## QUELLENAUSZUG:
Außerdem klaffte im Hochsicherheitsimage des freistaatlichen Strafvollzugs plötzlich ein Loch von ungefähr 30 mal 30 Zentimetern. Für den Spott brauchte die Justiz da nicht zu sorgen - zumal der Ausbrecher gleich am nächsten Tag bei seiner Familie in Traunstein wieder festgenommen worden war. Dort habe er seine kleine Tochter besuchen wollen, hat der 29-Jährige nun vor dem Amtsgericht in Laufen ausgesagt.

## DATEN ZUR PRÜFUNG:
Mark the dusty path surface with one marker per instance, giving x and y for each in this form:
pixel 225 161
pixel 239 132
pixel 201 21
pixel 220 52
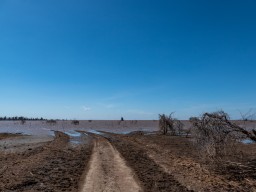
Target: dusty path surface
pixel 108 171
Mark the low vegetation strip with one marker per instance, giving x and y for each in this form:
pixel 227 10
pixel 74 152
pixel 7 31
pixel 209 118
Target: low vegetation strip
pixel 55 166
pixel 151 176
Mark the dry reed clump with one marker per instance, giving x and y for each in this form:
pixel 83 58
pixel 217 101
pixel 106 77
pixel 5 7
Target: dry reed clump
pixel 216 136
pixel 171 125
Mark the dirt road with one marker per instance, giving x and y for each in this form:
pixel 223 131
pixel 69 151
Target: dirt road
pixel 108 170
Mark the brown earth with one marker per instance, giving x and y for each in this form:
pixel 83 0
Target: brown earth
pixel 53 166
pixel 116 162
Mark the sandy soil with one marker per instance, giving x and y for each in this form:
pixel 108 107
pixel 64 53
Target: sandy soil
pixel 108 170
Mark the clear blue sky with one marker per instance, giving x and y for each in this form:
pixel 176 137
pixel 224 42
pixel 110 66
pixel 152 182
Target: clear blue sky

## AUFGABEN:
a – Kopieren Sie aus dem Quellenauszug über den Ausbrecher die Passage zwischen „Außerdem klaffte im“ und „Amtsgericht in Laufen ausgesagt.“, beide Stellen eingeschlossen, ohne jede Änderung.
b – Beantworten Sie anhand des Quellenauszugs über den Ausbrecher folgende Fragen:
(i) Wie groß war das Loch, das im Hochsicherheitsimage klaffte?
(ii) Wo wurde der Ausbrecher am nächsten Tag wieder festgenommen?
(iii) Vor welchem Gericht hat der 29-Jährige ausgesagt?
c – Setzen Sie den Quellenauszug über den Ausbrecher im Anschluss an seinen letzten Satz fort.

## LÖSUNGEN:
a –
Außerdem klaffte im Hochsicherheitsimage des freistaatlichen Strafvollzugs plötzlich ein Loch von ungefähr 30 mal 30 Zentimetern. Für den Spott brauchte die Justiz da nicht zu sorgen - zumal der Ausbrecher gleich am nächsten Tag bei seiner Familie in Traunstein wieder festgenommen worden war. Dort habe er seine kleine Tochter besuchen wollen, hat der 29-Jährige nun vor dem Amtsgericht in Laufen ausgesagt.

b –
(i) Ungefähr 30 mal 30 Zentimeter.
(ii) Bei seiner Familie in Traunstein.
(iii) Vor dem Amtsgericht in Laufen.

c –
Seine Untersuchungshaft verbringt er seither in München-Stadelheim. Doch auch das könnte sich bald ändern. Der Mann steht nämlich gerade wegen schweren Bandendiebstahls, Sachbeschädigung und Störung der Totenruhe vor dem Landgericht Traunstein. Dieses hat ihm schon gute sechs Jahre Strafhaft in Aussicht gestellt, sollte es zur Überzeugung gelangen, er habe wirklich mit zwei Komplizen Opferstöcke in Kirchen geknackt sowie metallene Grabkreuze und Grabschmuck von mehreren Friedhöfen im Chiemgau gestohlen und als Altmetall verkaufen wollen. Die sieben Monate für die teilweise Zerstörung der Reichenhaller Justizvollzugsanstalt könnten dann in die Strafe einberechnet werden. Auf jeden Fall straffrei bleibt der Ausbruch. Denn seine Freiheit darf jeder suchen, solang er keinen verletzt und nichts kaputtmacht. Auch kein Gefängnis.